Help with performance from Parabricks on SLURM HPC cluster using Snakemake

Hi,

I am trying to align Illumina 30x paired-end FASTQ files to CHM13v2.0 (T2T) reference. I am using Parabricks v4.4.0. According to NVIDIA and some benchmarks out there, it should be possible to analyze 30x data in under an hour. However, when I run it on my university’s HPC, it takes too long to complete and the GPUs appear to be underutilized.

  • I am using Snakemake’s SLURM executor plugin to submit the jobs, using Snakemake’s apptainer integration to run in the Parabricks Docker container (see below).
  • I followed NVIDIA’s guide for best performance for fq2bam.
  • I request 4 A100 GPUs, 196GB CPU memory, and 32 CPU threads. According to this benchmark and this one too, 4 A100 GPUs can run the germline pipeline in a little over an hour.

However, when I run fq2bam and come back after 3-5 hours, it is still in Sorting Phase-I. I also received a warning from the HPC admin about GPU underutilization (see attached image - is this normal?)

Any idea why I am not getting good performance? Why could it be taking so long when I run it?

▶ **RECORDED INFORMATION**:
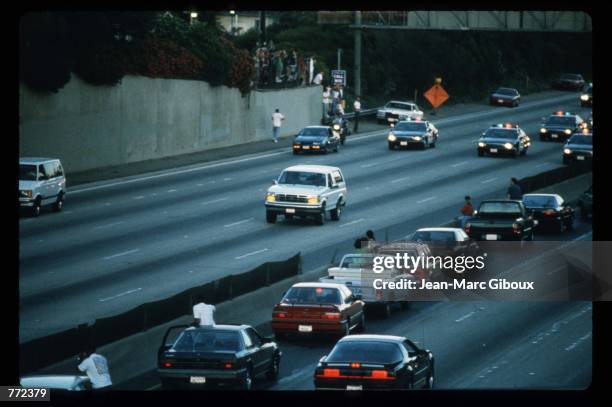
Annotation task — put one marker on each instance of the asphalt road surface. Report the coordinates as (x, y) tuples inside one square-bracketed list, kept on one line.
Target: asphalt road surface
[(121, 243)]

▶ **STATED TASK 1**: Based on the Parabricks post, decide whether each statement agrees with it: (a) The poster requests 4 A100 GPUs and 32 CPU threads. (b) The poster is running Parabricks v4.5.0. (c) When the poster checks after 3-5 hours, fq2bam is still in the first sorting phase. Answer yes or no for each and quote the words from the post that decide it.
▶ **STATED TASK 2**: Turn the paragraph of the Parabricks post that begins "I am trying to align" into a short bulleted list that keeps its main facts.
▶ **STATED TASK 3**: Print the passage of the Parabricks post that starts at "Help with performance" and ends at "performance for fq2bam.", with no changes.

▶ **WRITTEN RESPONSE 1**:
(a) Yes: "I request 4 A100 GPUs, 196GB CPU memory, and 32 CPU threads."
(b) No: "I am using Parabricks v4.4.0."
(c) Yes: "it is still in Sorting Phase-I"

▶ **WRITTEN RESPONSE 2**:
- Goal: align Illumina 30x paired-end FASTQ files to the CHM13v2.0 (T2T) reference
- Software: Parabricks v4.4.0
- Expectation: NVIDIA and some benchmarks say 30x data can be analyzed in under an hour
- Problem: on the university's HPC, the run takes too long and the GPUs appear underutilized

▶ **WRITTEN RESPONSE 3**:
Help with performance from Parabricks on SLURM HPC cluster using Snakemake

Hi,

I am trying to align Illumina 30x paired-end FASTQ files to CHM13v2.0 (T2T) reference. I am using Parabricks v4.4.0. According to NVIDIA and some benchmarks out there, it should be possible to analyze 30x data in under an hour. However, when I run it on my university’s HPC, it takes too long to complete and the GPUs appear to be underutilized.

  • I am using Snakemake’s SLURM executor plugin to submit the jobs, using Snakemake’s apptainer integration to run in the Parabricks Docker container (see below).
  • I followed NVIDIA’s guide for best performance for fq2bam.